— PROVIDED PASSAGE —
********************
AMD Piledriver rumours ... and expert conjecture

Reynod · Oct 27, 2011

We have had several requests for a sticky on AMD's yet to be released Piledriver architecture ... so here it is.

I want to make a few things clear though.

Post a question relevant to the topic, or information about the topic, or it will be deleted.

Post any negative personal comments about another user ... and they will be deleted.

Post flame baiting comments about the blue, red and green team and they will be deleted.

Enjoy ...

MU_Engineer · Jan 19, 2012

But again, you still need to be doing multiple events at the same time for threading to have any real impact. And very few work-heavy workloads can be easily broken up into smaller units running in parallel, because most jobs end up being a series of sequential events.

For example, when we first got quads, the thought was that you could write a game with the audio, rendering, physics, and AI engines each running on a different CPU. Sounds like a nice scheme, until you realise that the audio is almost totally dependent on the other three engines, and AI, physics, and rendering all interact with eachother in some fashon, which limits how much of their workloads can be done without needed some form of syncromization [which can take a VERY long time if one of those threads is pre-empted by the OS, in which case your application is basically stuck in a waiting state. Thankfully, Windows typically doesn't pre-empt high workload forground application threads...].

Farther, with more heavy workload threads running, you usually require a LOT more memory access at any one point in time, which, in 32-bit .exes or low memory systems, can result in a lot of paging, bringing HDD IO waits into the equation. [Moving to native 64-bit .exe's would help solve this problem though...]. You also need to put a LOT more thought on what the CPU decides to cache in the L2, which can have a huge impact on performance [especially if theres a lot of paging going on].

Point being, the "simple" scheme of stuffing each game engine on a different core got very complex very quickly. And HEAVEN FORBID your AV decides now is a good time to start on the 4th core, in which case you've just tanked you application performance. [Using more cores has the negative side effect of increasing the chances of a total application bottleneck if another application starts to execute on that same core, forcing you app to a waiting state. If your other threads are stuck in a syncronization state, you are basically dead].

And this is BEFORE we even begin to consider how the OS is actually managing all these resources.

How would multithreading hurt performance in this situation? In your example, you have four game threads. Three of those threads are dependent on the first thread to execute. You have a fifth unrelated core-pegging thread start up on the same core that's running the first game thread. The 2nd-4th game threads immediately go into a wait state as the 1st thread lets the unrelated thread use the core. Your CPU utilization immediately drops to 25% as the 2nd-4th game threads are waiting for data from the first game thread. The OS sees three idle cores, one active core, and two threads wanting to run (the AV thread and the first game thread). It schedules the first game thread on one of the three other unused cores, and then the game resumes, with the three auxiliary game threads taking turns on the remaining two cores. This is how OS scheduling is accomplished by any remotely sane OS scheduler, which I believe even Windows has at the current time.
********************
(Collected data)
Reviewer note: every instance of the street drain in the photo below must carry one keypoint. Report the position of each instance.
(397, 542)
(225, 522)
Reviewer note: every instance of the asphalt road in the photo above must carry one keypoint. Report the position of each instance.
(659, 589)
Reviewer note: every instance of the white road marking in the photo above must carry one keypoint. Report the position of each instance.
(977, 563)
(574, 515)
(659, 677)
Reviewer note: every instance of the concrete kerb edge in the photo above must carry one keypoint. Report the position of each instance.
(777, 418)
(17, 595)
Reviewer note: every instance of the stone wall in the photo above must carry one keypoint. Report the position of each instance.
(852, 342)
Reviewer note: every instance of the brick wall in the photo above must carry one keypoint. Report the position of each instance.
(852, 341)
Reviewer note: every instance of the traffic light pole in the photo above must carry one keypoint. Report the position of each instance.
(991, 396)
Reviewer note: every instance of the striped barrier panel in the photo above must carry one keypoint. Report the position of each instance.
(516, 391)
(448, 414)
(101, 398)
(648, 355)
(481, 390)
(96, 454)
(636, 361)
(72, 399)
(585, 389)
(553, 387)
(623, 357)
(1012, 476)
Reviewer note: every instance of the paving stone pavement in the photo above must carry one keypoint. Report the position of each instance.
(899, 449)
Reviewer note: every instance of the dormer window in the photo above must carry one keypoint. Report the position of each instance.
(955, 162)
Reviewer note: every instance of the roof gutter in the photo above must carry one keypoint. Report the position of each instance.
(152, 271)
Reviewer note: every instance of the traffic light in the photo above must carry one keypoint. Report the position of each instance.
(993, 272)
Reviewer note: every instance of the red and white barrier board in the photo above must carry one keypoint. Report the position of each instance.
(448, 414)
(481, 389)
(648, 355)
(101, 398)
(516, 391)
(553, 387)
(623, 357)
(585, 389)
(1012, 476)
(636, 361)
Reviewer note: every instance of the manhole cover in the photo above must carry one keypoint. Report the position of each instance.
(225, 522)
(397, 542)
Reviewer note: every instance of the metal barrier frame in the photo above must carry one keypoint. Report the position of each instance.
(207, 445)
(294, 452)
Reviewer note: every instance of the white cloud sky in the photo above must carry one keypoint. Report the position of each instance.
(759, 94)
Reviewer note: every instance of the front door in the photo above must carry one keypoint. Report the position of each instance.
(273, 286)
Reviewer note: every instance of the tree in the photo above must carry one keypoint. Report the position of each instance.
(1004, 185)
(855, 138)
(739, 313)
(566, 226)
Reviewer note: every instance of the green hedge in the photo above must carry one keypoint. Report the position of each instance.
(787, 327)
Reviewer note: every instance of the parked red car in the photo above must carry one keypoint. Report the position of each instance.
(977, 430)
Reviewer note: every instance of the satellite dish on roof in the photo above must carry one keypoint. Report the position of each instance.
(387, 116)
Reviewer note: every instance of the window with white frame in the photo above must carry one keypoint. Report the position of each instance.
********************
— STATED PROBLEM 1 —
In the forum thread, what does CPU utilization drop to when the 2nd-4th game threads go into a wait state?
— STATED PROBLEM 2 —
Return the part of the forum thread that opens with the words containing "AMD Piledriver rumours" and closes with "here it is.".

— TASK RESULT 1 —
It drops to 25%.

— TASK RESULT 2 —
AMD Piledriver rumours ... and expert conjecture

Reynod · Oct 27, 2011

We have had several requests for a sticky on AMD's yet to be released Piledriver architecture ... so here it is.